== Data in this exercise ==
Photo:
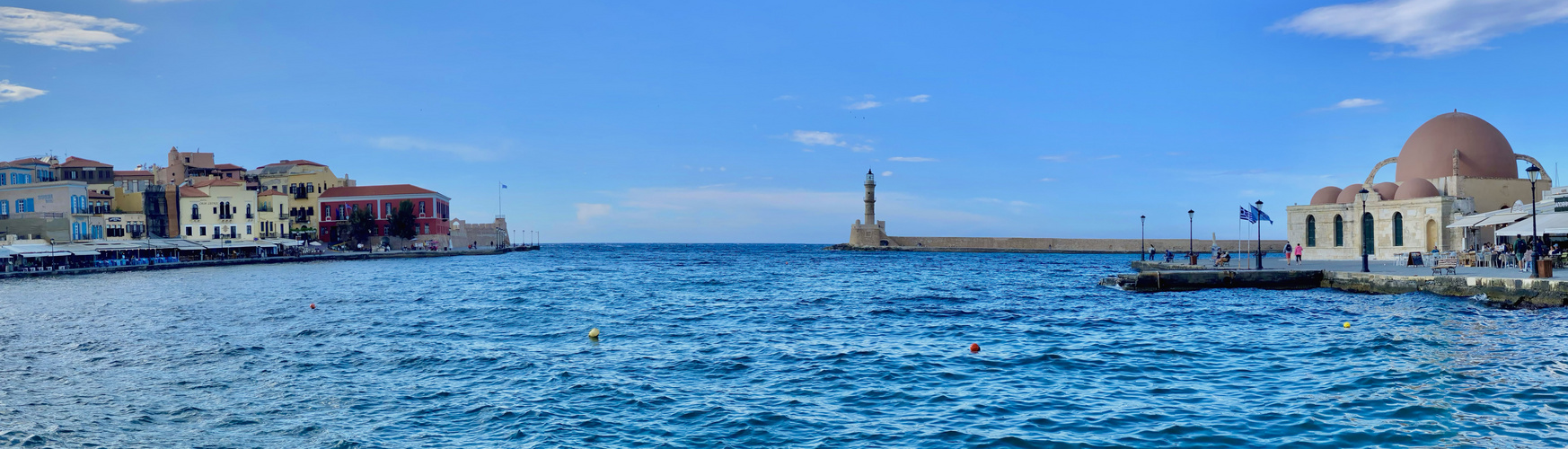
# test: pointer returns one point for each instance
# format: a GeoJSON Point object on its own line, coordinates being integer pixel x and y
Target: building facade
{"type": "Point", "coordinates": [432, 211]}
{"type": "Point", "coordinates": [216, 209]}
{"type": "Point", "coordinates": [1452, 165]}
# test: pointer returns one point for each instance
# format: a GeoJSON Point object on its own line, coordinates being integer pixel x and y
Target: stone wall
{"type": "Point", "coordinates": [1070, 245]}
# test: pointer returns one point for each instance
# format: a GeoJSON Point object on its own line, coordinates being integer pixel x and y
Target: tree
{"type": "Point", "coordinates": [359, 224]}
{"type": "Point", "coordinates": [403, 224]}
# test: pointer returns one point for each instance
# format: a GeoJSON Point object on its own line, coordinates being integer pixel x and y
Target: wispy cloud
{"type": "Point", "coordinates": [13, 93]}
{"type": "Point", "coordinates": [60, 31]}
{"type": "Point", "coordinates": [1427, 27]}
{"type": "Point", "coordinates": [827, 138]}
{"type": "Point", "coordinates": [586, 211]}
{"type": "Point", "coordinates": [411, 143]}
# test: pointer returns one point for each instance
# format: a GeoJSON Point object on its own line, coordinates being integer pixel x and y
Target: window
{"type": "Point", "coordinates": [1311, 231]}
{"type": "Point", "coordinates": [1399, 230]}
{"type": "Point", "coordinates": [1339, 231]}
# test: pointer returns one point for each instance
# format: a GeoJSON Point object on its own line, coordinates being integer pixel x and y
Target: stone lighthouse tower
{"type": "Point", "coordinates": [869, 231]}
{"type": "Point", "coordinates": [870, 198]}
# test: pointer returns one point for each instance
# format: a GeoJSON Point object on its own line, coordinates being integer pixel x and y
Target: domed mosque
{"type": "Point", "coordinates": [1452, 165]}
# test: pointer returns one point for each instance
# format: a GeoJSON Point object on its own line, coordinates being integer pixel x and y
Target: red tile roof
{"type": "Point", "coordinates": [74, 162]}
{"type": "Point", "coordinates": [295, 162]}
{"type": "Point", "coordinates": [375, 190]}
{"type": "Point", "coordinates": [216, 180]}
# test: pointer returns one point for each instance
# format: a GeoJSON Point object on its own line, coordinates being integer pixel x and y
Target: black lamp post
{"type": "Point", "coordinates": [1141, 218]}
{"type": "Point", "coordinates": [1189, 236]}
{"type": "Point", "coordinates": [1364, 230]}
{"type": "Point", "coordinates": [1259, 236]}
{"type": "Point", "coordinates": [1536, 173]}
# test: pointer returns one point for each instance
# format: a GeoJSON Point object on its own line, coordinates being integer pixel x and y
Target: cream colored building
{"type": "Point", "coordinates": [304, 182]}
{"type": "Point", "coordinates": [1452, 165]}
{"type": "Point", "coordinates": [216, 209]}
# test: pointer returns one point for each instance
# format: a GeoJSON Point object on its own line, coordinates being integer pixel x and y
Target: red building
{"type": "Point", "coordinates": [432, 211]}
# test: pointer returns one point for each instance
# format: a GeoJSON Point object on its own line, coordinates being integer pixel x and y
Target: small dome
{"type": "Point", "coordinates": [1387, 189]}
{"type": "Point", "coordinates": [1349, 193]}
{"type": "Point", "coordinates": [1326, 195]}
{"type": "Point", "coordinates": [1416, 189]}
{"type": "Point", "coordinates": [1429, 153]}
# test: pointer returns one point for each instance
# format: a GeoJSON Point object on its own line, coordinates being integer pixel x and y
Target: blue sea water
{"type": "Point", "coordinates": [758, 346]}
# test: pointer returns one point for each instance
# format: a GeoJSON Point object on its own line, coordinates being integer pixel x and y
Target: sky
{"type": "Point", "coordinates": [756, 121]}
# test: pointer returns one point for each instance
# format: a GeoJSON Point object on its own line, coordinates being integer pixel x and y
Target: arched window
{"type": "Point", "coordinates": [1339, 231]}
{"type": "Point", "coordinates": [1311, 231]}
{"type": "Point", "coordinates": [1399, 230]}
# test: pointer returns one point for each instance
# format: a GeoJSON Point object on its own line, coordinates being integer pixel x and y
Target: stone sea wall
{"type": "Point", "coordinates": [1063, 245]}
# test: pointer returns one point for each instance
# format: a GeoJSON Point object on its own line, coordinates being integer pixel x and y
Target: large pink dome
{"type": "Point", "coordinates": [1326, 195]}
{"type": "Point", "coordinates": [1349, 193]}
{"type": "Point", "coordinates": [1429, 153]}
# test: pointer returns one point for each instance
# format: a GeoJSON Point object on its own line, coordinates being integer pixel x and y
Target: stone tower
{"type": "Point", "coordinates": [870, 198]}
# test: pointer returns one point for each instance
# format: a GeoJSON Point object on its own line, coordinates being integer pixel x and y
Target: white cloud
{"type": "Point", "coordinates": [13, 93]}
{"type": "Point", "coordinates": [60, 31]}
{"type": "Point", "coordinates": [1427, 27]}
{"type": "Point", "coordinates": [590, 211]}
{"type": "Point", "coordinates": [815, 136]}
{"type": "Point", "coordinates": [863, 106]}
{"type": "Point", "coordinates": [411, 143]}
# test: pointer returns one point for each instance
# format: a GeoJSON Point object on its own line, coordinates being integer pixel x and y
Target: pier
{"type": "Point", "coordinates": [1506, 287]}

== What you should do ==
Could you reproduce the records above exactly, leaving out every picture?

== Answer ==
Photo:
# test: pointer returns one point for each instance
# format: a GeoJSON Point object on its own line, coordinates being integer pixel x and y
Target: building facade
{"type": "Point", "coordinates": [432, 211]}
{"type": "Point", "coordinates": [216, 209]}
{"type": "Point", "coordinates": [1452, 165]}
# test: pointer returns one point for each instance
# format: a GeoJSON Point object on its own line, coordinates being integer pixel x and y
Target: stone wall
{"type": "Point", "coordinates": [1070, 245]}
# test: pointer returns one point for each instance
# format: a GeoJSON Point object on its own line, coordinates being integer pixel x and y
Target: tree
{"type": "Point", "coordinates": [359, 224]}
{"type": "Point", "coordinates": [403, 224]}
# test: pointer returns one point for each instance
# format: a GeoJSON Point object on its own line, coordinates being integer pixel x and y
Target: wispy cloud
{"type": "Point", "coordinates": [13, 93]}
{"type": "Point", "coordinates": [60, 31]}
{"type": "Point", "coordinates": [1427, 27]}
{"type": "Point", "coordinates": [827, 138]}
{"type": "Point", "coordinates": [586, 211]}
{"type": "Point", "coordinates": [411, 143]}
# test: pointer returns one point for each instance
# format: a GeoJSON Point object on its own line, coordinates being integer pixel x and y
Target: window
{"type": "Point", "coordinates": [1311, 231]}
{"type": "Point", "coordinates": [1399, 230]}
{"type": "Point", "coordinates": [1339, 231]}
# test: pointer returns one point for each instance
# format: a GeoJSON Point object on its own line, coordinates being integer pixel x and y
Target: stone lighthouse tower
{"type": "Point", "coordinates": [869, 231]}
{"type": "Point", "coordinates": [870, 198]}
# test: pointer returns one point for each instance
# format: a GeoJSON Point object on its own line, coordinates being integer pixel x and y
Target: domed mosque
{"type": "Point", "coordinates": [1452, 165]}
# test: pointer returns one point for each instance
# format: a GeoJSON Point object on its own line, coordinates being integer pixel x and y
Target: red tile roof
{"type": "Point", "coordinates": [74, 162]}
{"type": "Point", "coordinates": [295, 162]}
{"type": "Point", "coordinates": [375, 190]}
{"type": "Point", "coordinates": [216, 180]}
# test: pointer returns one point for each instance
# format: a GeoJSON Point object on its own line, coordinates being integer pixel x and y
Target: black lamp post
{"type": "Point", "coordinates": [1141, 218]}
{"type": "Point", "coordinates": [1189, 236]}
{"type": "Point", "coordinates": [1364, 230]}
{"type": "Point", "coordinates": [1259, 236]}
{"type": "Point", "coordinates": [1536, 173]}
# test: pointer returns one point for each instance
# format: a GeoJSON Point object on its own line, coordinates being integer pixel x and y
Target: cream colored building
{"type": "Point", "coordinates": [304, 182]}
{"type": "Point", "coordinates": [1452, 165]}
{"type": "Point", "coordinates": [216, 209]}
# test: pointer returns one point for each instance
# format: a GeoJSON Point object on its own line, coordinates being integer pixel x and y
Target: red building
{"type": "Point", "coordinates": [432, 211]}
# test: pointer returns one point for each instance
# format: a GeoJSON Point object on its own line, coordinates being integer pixel x and y
Target: small dome
{"type": "Point", "coordinates": [1387, 189]}
{"type": "Point", "coordinates": [1349, 193]}
{"type": "Point", "coordinates": [1326, 195]}
{"type": "Point", "coordinates": [1416, 189]}
{"type": "Point", "coordinates": [1429, 153]}
# test: pointer returns one point for each instance
# format: a GeoJSON Point object on its own line, coordinates being integer pixel x and y
Target: blue sea water
{"type": "Point", "coordinates": [758, 346]}
# test: pointer returns one point for each instance
# format: a GeoJSON Point object on its own line, coordinates being integer pixel x and y
Target: sky
{"type": "Point", "coordinates": [756, 121]}
# test: pointer returns one point for each instance
# format: a GeoJSON Point object on its own line, coordinates being integer pixel x and y
Target: arched window
{"type": "Point", "coordinates": [1339, 231]}
{"type": "Point", "coordinates": [1311, 231]}
{"type": "Point", "coordinates": [1399, 230]}
# test: pointer returns one point for each instance
# format: a GeoJSON Point object on its own line, coordinates being integer pixel x and y
Target: stone sea wall
{"type": "Point", "coordinates": [1063, 245]}
# test: pointer returns one point for each instance
# format: a GeoJSON Point object on its own line, coordinates being integer pixel x and y
Target: large pink dome
{"type": "Point", "coordinates": [1326, 195]}
{"type": "Point", "coordinates": [1349, 193]}
{"type": "Point", "coordinates": [1429, 153]}
# test: pointer returns one point for each instance
# format: a GeoJSON Point object on its own line, coordinates being integer pixel x and y
Target: stone tower
{"type": "Point", "coordinates": [870, 198]}
# test: pointer returns one point for each instance
# format: a GeoJSON Point object on its own line, coordinates being integer pixel x and y
Target: white cloud
{"type": "Point", "coordinates": [13, 93]}
{"type": "Point", "coordinates": [60, 31]}
{"type": "Point", "coordinates": [1427, 27]}
{"type": "Point", "coordinates": [590, 211]}
{"type": "Point", "coordinates": [815, 136]}
{"type": "Point", "coordinates": [863, 106]}
{"type": "Point", "coordinates": [411, 143]}
# test: pointer returns one point for each instance
# format: a GeoJSON Point object on its own line, coordinates being integer pixel x and y
Target: pier
{"type": "Point", "coordinates": [1506, 287]}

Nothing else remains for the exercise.